-- begin --

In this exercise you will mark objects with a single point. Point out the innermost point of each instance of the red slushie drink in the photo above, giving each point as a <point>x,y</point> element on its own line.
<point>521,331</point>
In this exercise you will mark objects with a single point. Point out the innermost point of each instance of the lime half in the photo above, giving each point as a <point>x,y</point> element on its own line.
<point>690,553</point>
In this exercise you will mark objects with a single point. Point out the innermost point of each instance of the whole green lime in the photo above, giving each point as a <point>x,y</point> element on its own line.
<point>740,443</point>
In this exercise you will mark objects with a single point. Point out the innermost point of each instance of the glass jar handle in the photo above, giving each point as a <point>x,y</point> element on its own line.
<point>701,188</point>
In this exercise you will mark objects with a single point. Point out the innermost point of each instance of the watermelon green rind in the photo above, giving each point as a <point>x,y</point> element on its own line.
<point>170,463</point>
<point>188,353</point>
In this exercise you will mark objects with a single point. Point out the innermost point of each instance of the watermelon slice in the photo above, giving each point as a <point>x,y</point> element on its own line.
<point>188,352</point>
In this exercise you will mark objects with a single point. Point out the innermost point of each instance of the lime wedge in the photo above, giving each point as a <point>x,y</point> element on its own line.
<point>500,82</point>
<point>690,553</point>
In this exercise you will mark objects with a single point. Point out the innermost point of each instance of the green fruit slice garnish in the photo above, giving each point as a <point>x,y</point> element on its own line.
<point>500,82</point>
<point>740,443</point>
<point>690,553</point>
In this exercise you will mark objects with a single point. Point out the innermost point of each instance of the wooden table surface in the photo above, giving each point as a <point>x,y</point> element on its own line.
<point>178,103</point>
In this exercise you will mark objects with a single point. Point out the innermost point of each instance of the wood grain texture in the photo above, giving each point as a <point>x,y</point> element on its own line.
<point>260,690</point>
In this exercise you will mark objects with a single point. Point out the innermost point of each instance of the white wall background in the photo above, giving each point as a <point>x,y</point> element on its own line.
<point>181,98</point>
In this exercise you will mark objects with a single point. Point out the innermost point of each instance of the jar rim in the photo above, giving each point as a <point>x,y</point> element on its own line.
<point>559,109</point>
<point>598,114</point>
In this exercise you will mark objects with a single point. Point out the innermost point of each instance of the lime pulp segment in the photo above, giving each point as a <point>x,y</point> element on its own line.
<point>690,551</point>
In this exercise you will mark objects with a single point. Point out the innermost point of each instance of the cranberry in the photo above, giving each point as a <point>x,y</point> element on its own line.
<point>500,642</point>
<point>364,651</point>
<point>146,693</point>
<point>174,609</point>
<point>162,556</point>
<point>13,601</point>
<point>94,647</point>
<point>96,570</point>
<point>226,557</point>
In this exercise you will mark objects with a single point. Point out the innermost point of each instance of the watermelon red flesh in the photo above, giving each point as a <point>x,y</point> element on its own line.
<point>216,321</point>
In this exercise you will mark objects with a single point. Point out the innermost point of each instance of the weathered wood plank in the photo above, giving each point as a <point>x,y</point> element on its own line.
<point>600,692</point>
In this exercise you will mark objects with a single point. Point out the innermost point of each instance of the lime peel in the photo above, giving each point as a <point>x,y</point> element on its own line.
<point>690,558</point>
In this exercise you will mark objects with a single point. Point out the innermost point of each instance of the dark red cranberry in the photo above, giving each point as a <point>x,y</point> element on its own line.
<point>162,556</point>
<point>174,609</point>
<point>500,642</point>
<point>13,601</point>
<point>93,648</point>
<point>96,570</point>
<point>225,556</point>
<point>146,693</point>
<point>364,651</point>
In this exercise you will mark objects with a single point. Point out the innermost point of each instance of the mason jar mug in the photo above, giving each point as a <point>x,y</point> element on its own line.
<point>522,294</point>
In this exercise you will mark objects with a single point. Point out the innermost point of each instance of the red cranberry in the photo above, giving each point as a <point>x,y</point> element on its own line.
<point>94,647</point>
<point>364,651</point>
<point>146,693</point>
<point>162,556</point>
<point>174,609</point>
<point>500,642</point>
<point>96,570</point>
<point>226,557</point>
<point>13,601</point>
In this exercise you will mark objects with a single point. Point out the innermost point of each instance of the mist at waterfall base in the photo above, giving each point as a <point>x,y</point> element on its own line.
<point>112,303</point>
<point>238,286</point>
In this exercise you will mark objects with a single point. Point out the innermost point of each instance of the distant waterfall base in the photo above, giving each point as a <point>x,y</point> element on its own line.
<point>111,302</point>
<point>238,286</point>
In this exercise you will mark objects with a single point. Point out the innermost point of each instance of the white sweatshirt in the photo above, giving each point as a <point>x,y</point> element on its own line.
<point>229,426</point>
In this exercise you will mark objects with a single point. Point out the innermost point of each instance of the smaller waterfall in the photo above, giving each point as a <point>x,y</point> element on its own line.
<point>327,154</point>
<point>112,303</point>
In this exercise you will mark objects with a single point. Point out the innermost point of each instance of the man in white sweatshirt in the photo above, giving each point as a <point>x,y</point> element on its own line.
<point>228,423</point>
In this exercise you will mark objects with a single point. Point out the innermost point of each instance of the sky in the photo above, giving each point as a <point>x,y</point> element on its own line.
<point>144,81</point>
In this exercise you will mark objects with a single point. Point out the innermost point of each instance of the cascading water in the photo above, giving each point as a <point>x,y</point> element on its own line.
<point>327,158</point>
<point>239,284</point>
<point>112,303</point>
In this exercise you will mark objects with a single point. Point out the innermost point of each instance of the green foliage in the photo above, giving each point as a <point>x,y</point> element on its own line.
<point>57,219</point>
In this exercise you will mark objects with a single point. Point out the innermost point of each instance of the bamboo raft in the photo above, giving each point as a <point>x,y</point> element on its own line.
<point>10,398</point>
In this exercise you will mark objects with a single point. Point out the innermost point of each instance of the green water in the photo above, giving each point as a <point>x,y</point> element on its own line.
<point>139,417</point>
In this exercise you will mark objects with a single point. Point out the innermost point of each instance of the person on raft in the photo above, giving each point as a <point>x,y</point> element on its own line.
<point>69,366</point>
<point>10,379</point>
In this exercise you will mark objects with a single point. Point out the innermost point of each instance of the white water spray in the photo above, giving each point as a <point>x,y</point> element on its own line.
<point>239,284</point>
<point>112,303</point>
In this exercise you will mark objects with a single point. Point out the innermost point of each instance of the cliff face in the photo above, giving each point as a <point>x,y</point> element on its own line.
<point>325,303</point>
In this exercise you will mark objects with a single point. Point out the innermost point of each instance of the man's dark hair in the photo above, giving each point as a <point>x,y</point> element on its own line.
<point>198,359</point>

-- end --

PROBLEM TO WORK ON: Convert the data above into a JSON list of strings, one string per line, leaving out blank lines.

FINAL ANSWER:
[
  "In this exercise you will mark objects with a single point. Point out the innermost point of each instance of the red slushie drink in the photo above, giving each point as a <point>x,y</point> element on its own line.",
  "<point>521,331</point>",
  "In this exercise you will mark objects with a single point. Point out the innermost point of each instance of the lime half in the photo above, giving each point as a <point>x,y</point> element on its own line.",
  "<point>690,553</point>",
  "In this exercise you will mark objects with a single point. Point out the innermost point of each instance of the whole green lime in the photo above, giving each point as a <point>x,y</point> element on its own line.",
  "<point>740,443</point>",
  "In this exercise you will mark objects with a single point. Point out the innermost point of each instance of the glass jar handle in the photo above, giving each point as a <point>x,y</point> element on its own line.",
  "<point>701,188</point>",
  "In this exercise you will mark objects with a single point. Point out the innermost point of each instance of the watermelon green rind in the photo above, giving each point as a <point>x,y</point> element on its own line.",
  "<point>170,463</point>",
  "<point>188,353</point>",
  "In this exercise you will mark objects with a single point. Point out the innermost point of each instance of the watermelon slice in the photo above, giving each point as a <point>x,y</point> element on its own line.",
  "<point>188,352</point>",
  "In this exercise you will mark objects with a single point. Point out the innermost point of each instance of the lime wedge in the photo above, giving each point as a <point>x,y</point> element on its own line.",
  "<point>500,82</point>",
  "<point>690,553</point>",
  "In this exercise you will mark objects with a single point. Point out the innermost point of each instance of the green fruit slice garnish in the photo above, giving each point as a <point>x,y</point> element on its own line.",
  "<point>500,82</point>",
  "<point>740,443</point>",
  "<point>690,553</point>",
  "In this exercise you will mark objects with a single point. Point out the innermost point of each instance of the wooden table surface in the photo above, giving each point as a <point>x,y</point> element on its own line.",
  "<point>178,103</point>",
  "In this exercise you will mark objects with a single point. Point out the innermost point of each instance of the wood grain texture in the photo above, giving each point as a <point>x,y</point> element on its own line.",
  "<point>260,690</point>",
  "In this exercise you will mark objects with a single point. Point out the innermost point of each instance of the white wall background in the photo above, giving each point as a <point>x,y</point> element on its own line.",
  "<point>181,98</point>",
  "In this exercise you will mark objects with a single point. Point out the innermost point of each instance of the jar rim in the photo above, giving each point as a <point>x,y</point> element on its own line.",
  "<point>559,109</point>",
  "<point>598,114</point>",
  "In this exercise you will mark objects with a single point. Point out the innermost point of each instance of the lime pulp segment in the photo above, giving each point as a <point>x,y</point> element on its own line.",
  "<point>690,551</point>",
  "In this exercise you will mark objects with a single point. Point out the innermost point of each instance of the cranberry in the photo above, giving each point as a <point>x,y</point> element on its own line.",
  "<point>500,642</point>",
  "<point>364,651</point>",
  "<point>146,693</point>",
  "<point>174,609</point>",
  "<point>162,556</point>",
  "<point>13,601</point>",
  "<point>94,647</point>",
  "<point>96,570</point>",
  "<point>226,557</point>",
  "In this exercise you will mark objects with a single point. Point out the innermost point of each instance of the watermelon red flesh in the photo above, giving each point as a <point>x,y</point> element on its own line.",
  "<point>216,321</point>",
  "In this exercise you will mark objects with a single point. Point out the innermost point of each instance of the weathered wood plank in the photo above, giving each point as a <point>x,y</point> element on its own line.",
  "<point>600,692</point>",
  "In this exercise you will mark objects with a single point. Point out the innermost point of each instance of the lime peel in the photo above, giving each point as a <point>x,y</point> element on its own line.",
  "<point>690,558</point>",
  "In this exercise you will mark objects with a single point. Point out the innermost point of each instance of the dark red cranberry in the photo above, giving each point as a <point>x,y</point> element on its own line.",
  "<point>162,556</point>",
  "<point>174,609</point>",
  "<point>500,642</point>",
  "<point>13,601</point>",
  "<point>93,648</point>",
  "<point>96,570</point>",
  "<point>225,556</point>",
  "<point>146,693</point>",
  "<point>364,651</point>",
  "In this exercise you will mark objects with a single point. Point out the innermost point of each instance of the mason jar mug in the photo above, giving each point as a <point>x,y</point> element on its own line.",
  "<point>522,294</point>",
  "In this exercise you will mark objects with a single point. Point out the innermost point of each instance of the red cranberry in the photo above, giving each point as a <point>x,y</point> element on its own line.",
  "<point>94,647</point>",
  "<point>364,651</point>",
  "<point>146,693</point>",
  "<point>162,556</point>",
  "<point>174,609</point>",
  "<point>500,642</point>",
  "<point>96,570</point>",
  "<point>226,557</point>",
  "<point>13,601</point>",
  "In this exercise you will mark objects with a single point. Point out the innermost point of each instance of the mist at waterfall base in the photo above, giving each point as a <point>x,y</point> element on its own line.",
  "<point>112,303</point>",
  "<point>238,286</point>",
  "In this exercise you will mark objects with a single point. Point out the innermost point of each instance of the distant waterfall base in the photo above, giving each point as a <point>x,y</point> element on its own line.",
  "<point>111,302</point>",
  "<point>238,286</point>",
  "In this exercise you will mark objects with a single point. Point out the innermost point of each instance of the white sweatshirt in the photo above, giving each point as a <point>x,y</point> element on its own line.",
  "<point>229,426</point>",
  "In this exercise you will mark objects with a single point. Point out the innermost point of each instance of the smaller waterfall in the photo above, giving each point as a <point>x,y</point> element on its own line.",
  "<point>327,154</point>",
  "<point>112,303</point>",
  "In this exercise you will mark objects with a single point. Point out the innermost point of each instance of the man in white sweatshirt in the photo above, giving each point as a <point>x,y</point> element on its own line.",
  "<point>228,423</point>",
  "In this exercise you will mark objects with a single point. Point out the innermost point of each instance of the sky in the photo above, giving each point as a <point>x,y</point> element on its own line.",
  "<point>144,81</point>",
  "In this exercise you will mark objects with a single point. Point out the innermost point of each instance of the cascading water in the photo above, giving each point as a <point>x,y</point> element on its own line.",
  "<point>327,158</point>",
  "<point>239,284</point>",
  "<point>112,303</point>",
  "In this exercise you will mark objects with a single point. Point out the innermost point of each instance of the green foliage in the photo above, giving each point as a <point>x,y</point> element on its own line.",
  "<point>57,219</point>",
  "In this exercise you will mark objects with a single point. Point out the innermost point of each instance of the bamboo raft in the photo above, giving each point as a <point>x,y</point> element on its own line.",
  "<point>10,398</point>",
  "In this exercise you will mark objects with a single point. Point out the innermost point of each instance of the green water in the photo above, giving each point as a <point>x,y</point> element on its own line.",
  "<point>139,417</point>",
  "In this exercise you will mark objects with a single point. Point out the innermost point of each instance of the person on raft in the photo above, giving each point as a <point>x,y</point> element on its own line.",
  "<point>69,366</point>",
  "<point>10,379</point>",
  "In this exercise you will mark objects with a single point. Point out the innermost point of each instance of the white water spray in the photo above, giving each point as a <point>x,y</point> element on its own line.",
  "<point>239,284</point>",
  "<point>112,303</point>",
  "In this exercise you will mark objects with a single point. Point out the innermost point of each instance of the cliff face in the photo above, giving each point as a <point>x,y</point> element on its own line.",
  "<point>325,303</point>",
  "In this exercise you will mark objects with a single point. Point out the innermost point of each instance of the man's dark hair in the photo above, giving each point as a <point>x,y</point> element on its own line.",
  "<point>198,359</point>"
]